▶ **Data listing**:
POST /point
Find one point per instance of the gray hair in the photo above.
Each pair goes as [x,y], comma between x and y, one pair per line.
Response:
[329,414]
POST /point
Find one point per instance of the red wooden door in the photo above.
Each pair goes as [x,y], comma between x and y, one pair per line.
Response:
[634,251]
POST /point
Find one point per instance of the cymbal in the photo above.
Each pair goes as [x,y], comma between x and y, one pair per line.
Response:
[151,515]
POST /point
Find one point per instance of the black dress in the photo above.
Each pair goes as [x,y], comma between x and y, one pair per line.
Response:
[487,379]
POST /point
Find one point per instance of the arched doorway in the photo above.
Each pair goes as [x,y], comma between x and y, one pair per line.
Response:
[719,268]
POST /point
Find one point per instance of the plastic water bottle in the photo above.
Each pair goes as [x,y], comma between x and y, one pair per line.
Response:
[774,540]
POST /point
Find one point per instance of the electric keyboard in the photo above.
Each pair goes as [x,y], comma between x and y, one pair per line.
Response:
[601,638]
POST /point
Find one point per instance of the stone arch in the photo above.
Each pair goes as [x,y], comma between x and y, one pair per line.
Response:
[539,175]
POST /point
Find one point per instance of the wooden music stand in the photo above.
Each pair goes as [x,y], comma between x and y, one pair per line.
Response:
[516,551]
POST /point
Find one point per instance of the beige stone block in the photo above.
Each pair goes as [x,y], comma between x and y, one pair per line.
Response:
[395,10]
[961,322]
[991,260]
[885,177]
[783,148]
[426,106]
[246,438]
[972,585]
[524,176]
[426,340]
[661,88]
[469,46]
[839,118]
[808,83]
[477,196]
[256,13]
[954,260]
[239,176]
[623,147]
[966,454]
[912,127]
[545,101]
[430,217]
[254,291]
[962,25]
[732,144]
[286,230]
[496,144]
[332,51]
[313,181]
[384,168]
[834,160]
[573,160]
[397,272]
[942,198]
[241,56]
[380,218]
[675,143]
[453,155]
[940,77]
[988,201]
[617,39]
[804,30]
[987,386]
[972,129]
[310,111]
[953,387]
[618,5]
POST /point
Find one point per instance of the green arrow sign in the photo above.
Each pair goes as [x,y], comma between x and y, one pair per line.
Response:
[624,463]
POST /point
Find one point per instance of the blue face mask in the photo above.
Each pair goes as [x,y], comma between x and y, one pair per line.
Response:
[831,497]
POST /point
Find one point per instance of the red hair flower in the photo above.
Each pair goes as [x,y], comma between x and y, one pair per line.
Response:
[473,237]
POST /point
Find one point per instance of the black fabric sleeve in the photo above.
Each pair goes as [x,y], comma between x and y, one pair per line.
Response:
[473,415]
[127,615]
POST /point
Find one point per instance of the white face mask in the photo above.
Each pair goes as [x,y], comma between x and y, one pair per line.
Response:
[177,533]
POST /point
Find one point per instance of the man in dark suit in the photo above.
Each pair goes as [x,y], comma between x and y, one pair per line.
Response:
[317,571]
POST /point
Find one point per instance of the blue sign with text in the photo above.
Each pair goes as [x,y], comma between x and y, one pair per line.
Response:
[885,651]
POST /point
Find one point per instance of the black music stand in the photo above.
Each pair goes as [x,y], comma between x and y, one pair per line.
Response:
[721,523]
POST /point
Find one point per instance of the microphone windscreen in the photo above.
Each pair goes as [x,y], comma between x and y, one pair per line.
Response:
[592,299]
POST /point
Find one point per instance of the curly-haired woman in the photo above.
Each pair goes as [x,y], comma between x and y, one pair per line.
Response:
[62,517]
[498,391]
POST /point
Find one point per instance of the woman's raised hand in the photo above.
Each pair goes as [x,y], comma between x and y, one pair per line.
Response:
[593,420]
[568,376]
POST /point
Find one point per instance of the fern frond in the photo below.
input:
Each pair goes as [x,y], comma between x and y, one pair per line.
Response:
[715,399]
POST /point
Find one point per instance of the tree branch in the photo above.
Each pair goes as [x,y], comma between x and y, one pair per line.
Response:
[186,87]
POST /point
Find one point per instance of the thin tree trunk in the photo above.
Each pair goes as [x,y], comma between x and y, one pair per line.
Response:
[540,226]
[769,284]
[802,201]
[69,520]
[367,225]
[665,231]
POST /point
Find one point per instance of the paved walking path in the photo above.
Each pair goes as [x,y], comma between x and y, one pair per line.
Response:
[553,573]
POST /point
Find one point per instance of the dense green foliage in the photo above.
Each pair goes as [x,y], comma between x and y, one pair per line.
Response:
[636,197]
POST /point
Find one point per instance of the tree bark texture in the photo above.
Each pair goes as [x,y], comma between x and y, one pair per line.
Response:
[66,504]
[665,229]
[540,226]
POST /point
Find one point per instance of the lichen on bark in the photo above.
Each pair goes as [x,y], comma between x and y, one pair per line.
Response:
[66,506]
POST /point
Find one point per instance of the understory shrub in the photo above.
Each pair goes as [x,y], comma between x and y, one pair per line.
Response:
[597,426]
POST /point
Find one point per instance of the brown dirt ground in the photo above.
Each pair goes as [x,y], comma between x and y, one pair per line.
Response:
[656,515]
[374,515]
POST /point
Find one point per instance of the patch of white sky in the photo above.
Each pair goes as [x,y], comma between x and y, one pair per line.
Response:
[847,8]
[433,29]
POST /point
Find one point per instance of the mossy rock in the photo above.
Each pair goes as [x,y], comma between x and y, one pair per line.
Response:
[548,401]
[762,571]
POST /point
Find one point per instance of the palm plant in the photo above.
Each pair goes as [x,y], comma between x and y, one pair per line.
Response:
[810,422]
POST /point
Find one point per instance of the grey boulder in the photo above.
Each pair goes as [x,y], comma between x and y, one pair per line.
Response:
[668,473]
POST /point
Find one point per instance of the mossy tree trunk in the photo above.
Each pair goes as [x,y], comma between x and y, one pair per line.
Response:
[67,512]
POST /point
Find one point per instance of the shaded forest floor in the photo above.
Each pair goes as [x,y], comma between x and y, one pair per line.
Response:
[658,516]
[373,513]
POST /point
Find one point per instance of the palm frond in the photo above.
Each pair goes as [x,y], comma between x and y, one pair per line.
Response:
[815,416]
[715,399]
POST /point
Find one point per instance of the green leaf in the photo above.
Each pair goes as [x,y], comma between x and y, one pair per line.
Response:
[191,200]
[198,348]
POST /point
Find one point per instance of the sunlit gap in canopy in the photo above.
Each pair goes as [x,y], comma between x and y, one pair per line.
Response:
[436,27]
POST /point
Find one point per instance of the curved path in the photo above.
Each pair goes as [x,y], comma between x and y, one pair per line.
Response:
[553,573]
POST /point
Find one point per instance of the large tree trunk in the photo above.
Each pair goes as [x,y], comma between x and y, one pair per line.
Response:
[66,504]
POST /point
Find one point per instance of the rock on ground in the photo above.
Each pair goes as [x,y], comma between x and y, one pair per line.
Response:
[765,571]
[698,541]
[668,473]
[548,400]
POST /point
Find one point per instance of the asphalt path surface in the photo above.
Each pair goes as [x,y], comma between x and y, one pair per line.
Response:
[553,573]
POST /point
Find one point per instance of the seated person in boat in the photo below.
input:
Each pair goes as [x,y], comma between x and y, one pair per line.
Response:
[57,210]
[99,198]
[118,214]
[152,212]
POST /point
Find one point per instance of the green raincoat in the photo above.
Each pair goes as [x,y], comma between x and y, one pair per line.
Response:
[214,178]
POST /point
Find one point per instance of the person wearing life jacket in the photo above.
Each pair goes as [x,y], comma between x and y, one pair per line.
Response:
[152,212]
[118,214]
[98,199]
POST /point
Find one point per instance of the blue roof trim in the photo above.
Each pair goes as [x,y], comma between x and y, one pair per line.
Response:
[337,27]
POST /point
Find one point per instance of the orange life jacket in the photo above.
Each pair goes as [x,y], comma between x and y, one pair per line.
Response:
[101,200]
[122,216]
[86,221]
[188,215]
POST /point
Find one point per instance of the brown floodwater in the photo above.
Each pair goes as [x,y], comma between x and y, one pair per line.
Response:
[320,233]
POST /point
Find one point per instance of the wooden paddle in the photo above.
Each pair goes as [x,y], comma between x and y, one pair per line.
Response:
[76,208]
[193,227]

▶ **Directions**: Select every line of the data above that contains the word "person", and copy each such line in full.

▶ **Full output**:
Find one point per instance of the seated person in boat in the photo below.
Find one point per instance of the person wearing life jacket in the photo above.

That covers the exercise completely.